### Goal
Revise the passage of the Mingus album entry starting at "Studio album by" and ending at "Hentoff's Candid label.", changing "bassist" to "double bassist".

### Document excerpt
-----
Studio album by Charles Mingus
- Released: October or November 1961
- Recorded: 20 October and 11 November 1960
- Studio: Nola Penthouse Sound Studios, New York City
- Genre: Jazz
- Length: 39:52
- Label: Candid CJM-8021/CJS-9021

Charles Mingus chronology
| Pre-Bird (1961) | Mingus (1961) | Newport Rebels (1961) |

= Mingus (Charles Mingus album) =

Mingus is an album by the jazz bassist and composer Charles Mingus. The album was recorded in October and November 1960 in New York and released in late 1961 on Nat Hentoff's Candid label.

Professional ratings
Review scores
| Source | Rating |
| AllMusic | Star |
| DownBeat | Star |
| The Penguin Guide to Jazz Recordings | Star Half star |
| The Rolling Stone Jazz Record Guide | Star |

==Background==
At this time Mingus was working regularly with a piano-less quartet featuring Eric Dolphy, Ted Curson and Dannie Richmond, as heard on the Charles Mingus Presents Charles Mingus album also recorded in October 1960. The Mingus album features one track, "Stormy Weather", recorded by the same quartet, plus two tracks recorded by a larger group featuring piano and additional horns.
-----
### Information supplied
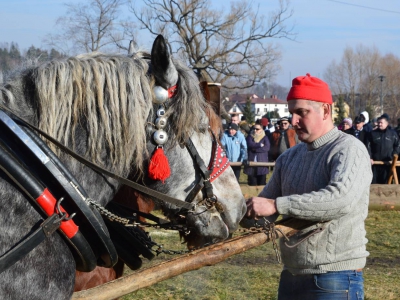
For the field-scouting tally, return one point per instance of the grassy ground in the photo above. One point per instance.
(255, 273)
-----
### Response to this exercise
Studio album by Charles Mingus
- Released: October or November 1961
- Recorded: 20 October and 11 November 1960
- Studio: Nola Penthouse Sound Studios, New York City
- Genre: Jazz
- Length: 39:52
- Label: Candid CJM-8021/CJS-9021

Charles Mingus chronology
| Pre-Bird (1961) | Mingus (1961) | Newport Rebels (1961) |

= Mingus (Charles Mingus album) =

Mingus is an album by the jazz double bassist and composer Charles Mingus. The album was recorded in October and November 1960 in New York and released in late 1961 on Nat Hentoff's Candid label.